-- Opening Marker --
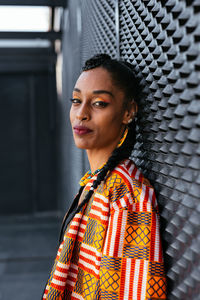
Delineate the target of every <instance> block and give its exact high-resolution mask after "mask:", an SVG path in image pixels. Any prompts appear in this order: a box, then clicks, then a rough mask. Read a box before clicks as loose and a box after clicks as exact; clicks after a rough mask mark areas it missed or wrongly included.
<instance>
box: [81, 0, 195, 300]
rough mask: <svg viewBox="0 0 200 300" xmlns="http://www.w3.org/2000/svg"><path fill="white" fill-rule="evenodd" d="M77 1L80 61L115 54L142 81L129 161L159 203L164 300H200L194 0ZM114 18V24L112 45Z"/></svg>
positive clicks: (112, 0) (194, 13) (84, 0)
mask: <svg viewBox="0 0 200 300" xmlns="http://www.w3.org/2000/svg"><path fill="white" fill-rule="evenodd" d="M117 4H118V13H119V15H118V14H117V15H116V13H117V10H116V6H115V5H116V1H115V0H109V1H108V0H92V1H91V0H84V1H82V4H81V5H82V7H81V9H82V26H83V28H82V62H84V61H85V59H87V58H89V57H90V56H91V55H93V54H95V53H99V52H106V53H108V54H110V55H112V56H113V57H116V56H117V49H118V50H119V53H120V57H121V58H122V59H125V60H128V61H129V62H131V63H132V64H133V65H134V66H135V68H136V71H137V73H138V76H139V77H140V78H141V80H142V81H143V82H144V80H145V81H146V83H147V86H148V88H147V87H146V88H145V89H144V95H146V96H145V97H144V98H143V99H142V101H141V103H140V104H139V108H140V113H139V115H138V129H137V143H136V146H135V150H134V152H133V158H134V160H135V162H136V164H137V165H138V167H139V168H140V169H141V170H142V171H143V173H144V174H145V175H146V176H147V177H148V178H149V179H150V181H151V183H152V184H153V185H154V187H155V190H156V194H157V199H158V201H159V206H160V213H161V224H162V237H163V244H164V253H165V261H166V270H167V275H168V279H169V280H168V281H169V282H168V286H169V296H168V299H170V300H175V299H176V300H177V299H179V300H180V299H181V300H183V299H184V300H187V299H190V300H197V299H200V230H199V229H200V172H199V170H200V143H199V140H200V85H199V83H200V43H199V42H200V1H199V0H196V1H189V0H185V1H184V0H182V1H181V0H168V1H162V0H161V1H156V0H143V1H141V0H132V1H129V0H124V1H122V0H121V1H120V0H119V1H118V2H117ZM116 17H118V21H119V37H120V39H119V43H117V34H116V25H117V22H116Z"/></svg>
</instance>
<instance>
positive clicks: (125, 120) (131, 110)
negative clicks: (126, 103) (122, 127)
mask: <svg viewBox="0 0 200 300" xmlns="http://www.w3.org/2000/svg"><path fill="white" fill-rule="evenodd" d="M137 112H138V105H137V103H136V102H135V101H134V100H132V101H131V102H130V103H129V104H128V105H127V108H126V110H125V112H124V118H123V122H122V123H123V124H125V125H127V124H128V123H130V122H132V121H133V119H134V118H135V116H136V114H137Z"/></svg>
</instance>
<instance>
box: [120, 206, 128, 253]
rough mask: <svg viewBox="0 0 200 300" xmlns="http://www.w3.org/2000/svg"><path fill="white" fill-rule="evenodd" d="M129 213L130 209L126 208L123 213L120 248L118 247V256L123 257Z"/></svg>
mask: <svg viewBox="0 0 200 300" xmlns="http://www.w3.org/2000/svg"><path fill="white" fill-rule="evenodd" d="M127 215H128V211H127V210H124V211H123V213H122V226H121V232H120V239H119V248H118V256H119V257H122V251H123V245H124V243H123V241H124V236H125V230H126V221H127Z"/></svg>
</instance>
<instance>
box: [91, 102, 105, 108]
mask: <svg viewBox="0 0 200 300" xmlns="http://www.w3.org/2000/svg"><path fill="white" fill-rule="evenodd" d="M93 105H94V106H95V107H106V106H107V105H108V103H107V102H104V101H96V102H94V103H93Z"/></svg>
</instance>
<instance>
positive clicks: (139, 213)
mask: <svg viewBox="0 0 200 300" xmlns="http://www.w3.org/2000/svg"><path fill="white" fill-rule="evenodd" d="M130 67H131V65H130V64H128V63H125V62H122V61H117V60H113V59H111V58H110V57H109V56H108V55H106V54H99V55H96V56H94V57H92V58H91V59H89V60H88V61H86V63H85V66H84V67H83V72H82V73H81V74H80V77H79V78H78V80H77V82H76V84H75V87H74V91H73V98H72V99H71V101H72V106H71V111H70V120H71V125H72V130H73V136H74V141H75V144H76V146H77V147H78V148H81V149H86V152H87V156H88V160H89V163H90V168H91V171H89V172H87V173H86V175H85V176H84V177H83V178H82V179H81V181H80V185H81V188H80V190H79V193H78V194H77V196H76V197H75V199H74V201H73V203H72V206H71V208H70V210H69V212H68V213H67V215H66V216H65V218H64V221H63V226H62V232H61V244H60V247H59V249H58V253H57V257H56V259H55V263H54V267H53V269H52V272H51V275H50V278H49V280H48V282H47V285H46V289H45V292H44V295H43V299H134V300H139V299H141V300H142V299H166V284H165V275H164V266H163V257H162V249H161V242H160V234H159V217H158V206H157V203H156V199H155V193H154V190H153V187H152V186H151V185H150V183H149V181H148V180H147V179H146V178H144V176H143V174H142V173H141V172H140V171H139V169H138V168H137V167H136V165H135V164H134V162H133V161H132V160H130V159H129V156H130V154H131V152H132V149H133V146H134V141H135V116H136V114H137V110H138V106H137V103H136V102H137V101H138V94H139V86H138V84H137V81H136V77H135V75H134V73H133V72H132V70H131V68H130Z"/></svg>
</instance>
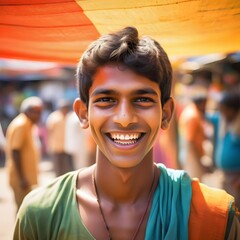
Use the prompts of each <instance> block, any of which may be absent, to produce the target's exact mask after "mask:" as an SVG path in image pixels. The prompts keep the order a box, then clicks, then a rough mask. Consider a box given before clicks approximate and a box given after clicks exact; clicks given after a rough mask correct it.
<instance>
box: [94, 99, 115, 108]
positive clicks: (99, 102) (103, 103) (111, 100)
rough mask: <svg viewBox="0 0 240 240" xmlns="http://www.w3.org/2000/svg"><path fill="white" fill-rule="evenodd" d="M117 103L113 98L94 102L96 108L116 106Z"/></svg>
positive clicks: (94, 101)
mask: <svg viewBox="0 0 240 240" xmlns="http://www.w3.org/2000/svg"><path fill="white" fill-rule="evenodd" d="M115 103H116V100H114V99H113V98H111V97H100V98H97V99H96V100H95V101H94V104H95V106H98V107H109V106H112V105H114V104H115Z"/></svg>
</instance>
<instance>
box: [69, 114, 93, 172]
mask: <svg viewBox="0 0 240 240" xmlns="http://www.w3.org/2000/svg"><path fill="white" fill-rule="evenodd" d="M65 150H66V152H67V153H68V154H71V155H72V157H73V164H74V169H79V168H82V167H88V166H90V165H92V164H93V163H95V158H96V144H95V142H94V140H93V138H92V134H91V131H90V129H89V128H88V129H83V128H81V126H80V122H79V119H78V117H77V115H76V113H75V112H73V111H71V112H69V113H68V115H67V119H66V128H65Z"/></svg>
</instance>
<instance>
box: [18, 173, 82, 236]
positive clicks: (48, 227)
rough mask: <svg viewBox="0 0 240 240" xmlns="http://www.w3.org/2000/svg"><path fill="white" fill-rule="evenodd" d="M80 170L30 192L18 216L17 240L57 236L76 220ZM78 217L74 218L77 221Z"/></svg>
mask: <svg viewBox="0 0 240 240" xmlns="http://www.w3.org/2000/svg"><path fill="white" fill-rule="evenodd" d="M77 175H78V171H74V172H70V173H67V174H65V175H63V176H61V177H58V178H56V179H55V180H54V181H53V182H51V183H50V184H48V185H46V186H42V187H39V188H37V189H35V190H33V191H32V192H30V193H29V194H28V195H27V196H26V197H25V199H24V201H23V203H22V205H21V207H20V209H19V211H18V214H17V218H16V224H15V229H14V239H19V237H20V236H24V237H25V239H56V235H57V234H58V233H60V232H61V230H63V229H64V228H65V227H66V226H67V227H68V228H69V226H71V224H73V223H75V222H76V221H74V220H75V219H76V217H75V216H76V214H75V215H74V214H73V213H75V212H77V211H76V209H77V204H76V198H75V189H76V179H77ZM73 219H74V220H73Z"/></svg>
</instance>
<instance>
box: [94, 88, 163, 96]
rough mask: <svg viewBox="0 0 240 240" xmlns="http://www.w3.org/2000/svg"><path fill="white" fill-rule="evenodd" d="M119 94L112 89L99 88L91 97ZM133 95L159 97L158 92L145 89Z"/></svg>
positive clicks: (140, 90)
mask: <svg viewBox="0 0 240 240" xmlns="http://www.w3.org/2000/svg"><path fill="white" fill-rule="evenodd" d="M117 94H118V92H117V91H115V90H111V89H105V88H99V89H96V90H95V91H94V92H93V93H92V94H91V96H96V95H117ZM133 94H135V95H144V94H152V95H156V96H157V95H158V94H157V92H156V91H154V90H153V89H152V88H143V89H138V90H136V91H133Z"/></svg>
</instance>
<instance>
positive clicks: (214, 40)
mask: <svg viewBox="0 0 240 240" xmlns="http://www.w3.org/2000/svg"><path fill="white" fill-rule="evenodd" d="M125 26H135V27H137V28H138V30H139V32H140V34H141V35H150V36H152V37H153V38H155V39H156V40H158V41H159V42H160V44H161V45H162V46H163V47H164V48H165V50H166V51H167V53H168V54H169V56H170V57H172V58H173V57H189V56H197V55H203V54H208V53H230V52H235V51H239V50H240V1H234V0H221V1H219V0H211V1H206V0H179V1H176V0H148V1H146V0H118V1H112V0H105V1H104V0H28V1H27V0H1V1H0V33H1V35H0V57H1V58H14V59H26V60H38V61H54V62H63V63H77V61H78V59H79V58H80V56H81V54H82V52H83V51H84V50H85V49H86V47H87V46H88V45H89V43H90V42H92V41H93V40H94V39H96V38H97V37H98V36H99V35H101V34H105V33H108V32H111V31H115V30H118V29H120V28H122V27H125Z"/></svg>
-- Closing Marker --
WORK TASK — Output exactly the lines of the material above from the one containing "box: [69, 114, 93, 172]" up to and including the one containing "94L112 89L99 88L91".

ANSWER TO THIS TASK —
box: [69, 114, 93, 172]
mask: <svg viewBox="0 0 240 240" xmlns="http://www.w3.org/2000/svg"><path fill="white" fill-rule="evenodd" d="M65 150H66V152H67V153H68V154H71V155H72V157H73V164H74V169H79V168H82V167H88V166H90V165H92V164H93V163H95V158H96V144H95V142H94V140H93V138H92V134H91V131H90V129H89V128H88V129H83V128H81V126H80V122H79V119H78V117H77V115H76V113H75V112H73V111H71V112H69V113H68V115H67V119H66V128H65Z"/></svg>
</instance>
<instance>
box: [18, 173, 82, 236]
positive clicks: (48, 227)
rough mask: <svg viewBox="0 0 240 240" xmlns="http://www.w3.org/2000/svg"><path fill="white" fill-rule="evenodd" d="M80 170L30 192L18 216L17 240L57 236L76 220ZM78 217L74 218L77 221Z"/></svg>
mask: <svg viewBox="0 0 240 240" xmlns="http://www.w3.org/2000/svg"><path fill="white" fill-rule="evenodd" d="M77 175H78V171H74V172H70V173H67V174H65V175H63V176H61V177H58V178H56V179H55V180H54V181H53V182H51V183H50V184H48V185H46V186H42V187H39V188H37V189H35V190H33V191H32V192H30V193H29V194H28V195H27V196H26V197H25V199H24V201H23V203H22V205H21V207H20V209H19V211H18V214H17V218H16V224H15V229H14V239H19V237H20V236H24V237H25V239H56V235H57V234H58V233H60V232H61V230H63V229H64V228H65V227H66V226H67V227H68V228H69V226H71V224H73V223H75V222H76V221H74V220H75V219H76V217H75V216H76V214H75V215H74V214H73V213H75V212H77V211H76V209H77V204H76V198H75V189H76V179H77ZM73 219H74V220H73Z"/></svg>
</instance>
<instance>
box: [94, 88, 163, 96]
rough mask: <svg viewBox="0 0 240 240" xmlns="http://www.w3.org/2000/svg"><path fill="white" fill-rule="evenodd" d="M119 94L112 89L99 88L91 97ZM133 95L159 97L158 92L145 89Z"/></svg>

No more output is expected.